* [Study text]
Around 8pm on November 5th 1925, Reilly was taking his usual walk with his captures through the forest near Bogorodsk. He was given special treatment by the Russians, possibly out of respect, or as an interrogation technique. As Reilly trudged through the snow, inhaling the crisp fresh air, he hoped the Russians were beginning to see sense and would soon negotiate with him. Moments later a bullet fired from a Mauser pistol imbedded itself in his back. He let out a “deep gasp” and fell to the ground (Spence 462). Shocked, Reilly lay in the snow, his breathing becoming slower and slower. He could here footsteps coming towards him. Almost instantly, a second bullet from the Mauser passed into his chest, ending his life. 

 

Reilly may have been the inspiration for James Bond, but his life did not represent an undying loyalty to Queen and country. Wealth, power, and influence on a fantastic scale and against even more fantastic odds characterized his adventures. His fearless and ruthless character led him on exploits requiring finely honed intellect and audacity. He would, without hesitation confront powerful statesman and captains of industry and emerge triumphant. Few of Reilly’s friends and collaborators, of which the latter far outnumbered the former, trusted him. The most bitter of his enemies saw him as an adversary of exceptional skill, deception, and determination.  The dark side of Reilly, always lurking beneath the surface, was responsible for such acts as forgery, drug smuggling, gun running, blackmail, sabotage, and murder rarely if ever sanctioned by any government secretly or otherwise. His charm wit and kindness, for which he was renowned, was enforced by a cold, calculating, and manipulative nature. Reilly was many things to many people and if nothing else, his adventures will live on in our imagination. He will always be known as Reilly, “The Ace of Spies.”

* [Entries shown]
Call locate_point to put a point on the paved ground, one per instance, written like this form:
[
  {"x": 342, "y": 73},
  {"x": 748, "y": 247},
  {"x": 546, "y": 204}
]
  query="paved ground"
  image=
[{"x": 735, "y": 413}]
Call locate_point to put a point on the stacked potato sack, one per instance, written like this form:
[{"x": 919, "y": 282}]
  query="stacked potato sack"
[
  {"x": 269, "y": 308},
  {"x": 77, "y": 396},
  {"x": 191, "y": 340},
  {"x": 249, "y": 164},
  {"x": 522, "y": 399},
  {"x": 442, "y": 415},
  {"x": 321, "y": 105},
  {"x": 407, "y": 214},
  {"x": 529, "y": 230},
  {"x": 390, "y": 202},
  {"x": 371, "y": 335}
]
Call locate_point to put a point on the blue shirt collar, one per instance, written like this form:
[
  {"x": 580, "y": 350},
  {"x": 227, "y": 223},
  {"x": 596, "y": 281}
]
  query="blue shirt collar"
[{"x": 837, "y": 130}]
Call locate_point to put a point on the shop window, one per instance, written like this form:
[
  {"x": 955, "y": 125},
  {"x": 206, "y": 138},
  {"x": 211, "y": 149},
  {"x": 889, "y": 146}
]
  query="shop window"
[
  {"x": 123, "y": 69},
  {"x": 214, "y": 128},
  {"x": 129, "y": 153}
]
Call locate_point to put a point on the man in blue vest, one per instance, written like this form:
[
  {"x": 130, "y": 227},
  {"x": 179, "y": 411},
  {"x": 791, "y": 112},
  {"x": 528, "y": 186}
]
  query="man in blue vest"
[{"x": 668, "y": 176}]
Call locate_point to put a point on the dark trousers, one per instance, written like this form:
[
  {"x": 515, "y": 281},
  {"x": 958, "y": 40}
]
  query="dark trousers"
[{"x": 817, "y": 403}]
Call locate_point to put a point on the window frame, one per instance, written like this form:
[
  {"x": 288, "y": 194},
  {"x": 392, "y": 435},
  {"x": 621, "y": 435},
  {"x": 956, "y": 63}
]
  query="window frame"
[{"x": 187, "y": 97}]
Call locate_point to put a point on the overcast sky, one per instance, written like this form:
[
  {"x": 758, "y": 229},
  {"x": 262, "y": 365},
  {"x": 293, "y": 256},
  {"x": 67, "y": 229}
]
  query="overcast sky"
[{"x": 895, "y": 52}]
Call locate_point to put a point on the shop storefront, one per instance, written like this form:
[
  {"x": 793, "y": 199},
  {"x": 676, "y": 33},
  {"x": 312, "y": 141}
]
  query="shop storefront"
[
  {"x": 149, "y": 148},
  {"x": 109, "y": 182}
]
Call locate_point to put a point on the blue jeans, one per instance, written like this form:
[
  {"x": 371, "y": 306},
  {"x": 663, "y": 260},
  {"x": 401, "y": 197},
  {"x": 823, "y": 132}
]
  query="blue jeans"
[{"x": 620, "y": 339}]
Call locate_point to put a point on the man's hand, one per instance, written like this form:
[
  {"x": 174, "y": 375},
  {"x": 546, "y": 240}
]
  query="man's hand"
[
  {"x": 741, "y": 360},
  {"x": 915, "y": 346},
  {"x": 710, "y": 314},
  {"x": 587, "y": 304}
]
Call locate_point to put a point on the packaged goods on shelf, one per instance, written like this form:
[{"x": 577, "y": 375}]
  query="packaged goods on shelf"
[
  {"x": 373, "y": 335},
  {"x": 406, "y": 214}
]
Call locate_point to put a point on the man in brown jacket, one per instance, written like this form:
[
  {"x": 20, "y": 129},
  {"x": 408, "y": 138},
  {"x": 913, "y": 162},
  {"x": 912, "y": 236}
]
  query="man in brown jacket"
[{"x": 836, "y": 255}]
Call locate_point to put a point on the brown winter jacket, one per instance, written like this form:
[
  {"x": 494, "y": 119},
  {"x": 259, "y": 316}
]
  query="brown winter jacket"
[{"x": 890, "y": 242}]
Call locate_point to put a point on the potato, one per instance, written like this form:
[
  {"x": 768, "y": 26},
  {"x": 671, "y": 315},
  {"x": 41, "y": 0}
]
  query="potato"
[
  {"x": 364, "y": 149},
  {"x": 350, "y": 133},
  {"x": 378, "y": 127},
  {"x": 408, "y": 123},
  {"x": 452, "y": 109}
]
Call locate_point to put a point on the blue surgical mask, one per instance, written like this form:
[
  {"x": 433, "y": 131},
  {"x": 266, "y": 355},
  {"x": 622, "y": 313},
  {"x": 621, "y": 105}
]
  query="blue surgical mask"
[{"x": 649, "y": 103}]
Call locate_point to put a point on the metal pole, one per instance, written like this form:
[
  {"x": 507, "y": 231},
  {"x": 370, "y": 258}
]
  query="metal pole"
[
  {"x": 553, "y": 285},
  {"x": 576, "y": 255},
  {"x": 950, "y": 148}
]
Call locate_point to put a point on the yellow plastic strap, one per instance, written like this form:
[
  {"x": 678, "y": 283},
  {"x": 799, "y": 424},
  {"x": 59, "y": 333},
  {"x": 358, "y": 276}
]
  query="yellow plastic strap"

* [Apply what you read]
**a)** Translate this sentence from the Reilly text into Spanish: "Wealth, power, and influence on a fantastic scale and against even more fantastic odds characterized his adventures."
**b)** Set down the portion of the Reilly text between "Around 8pm on" and "ending his life.", inclusive.
**c)** In the Reilly text, what kind of pistol fired the bullets that struck Reilly?

* [Responses per task]
**a)** La riqueza, el poder y la influencia a una escala fantástica y frente a probabilidades aún más fantásticas caracterizaron sus aventuras.

**b)**
Around 8pm on November 5th 1925, Reilly was taking his usual walk with his captures through the forest near Bogorodsk. He was given special treatment by the Russians, possibly out of respect, or as an interrogation technique. As Reilly trudged through the snow, inhaling the crisp fresh air, he hoped the Russians were beginning to see sense and would soon negotiate with him. Moments later a bullet fired from a Mauser pistol imbedded itself in his back. He let out a “deep gasp” and fell to the ground (Spence 462). Shocked, Reilly lay in the snow, his breathing becoming slower and slower. He could here footsteps coming towards him. Almost instantly, a second bullet from the Mauser passed into his chest, ending his life.

**c)** A Mauser pistol.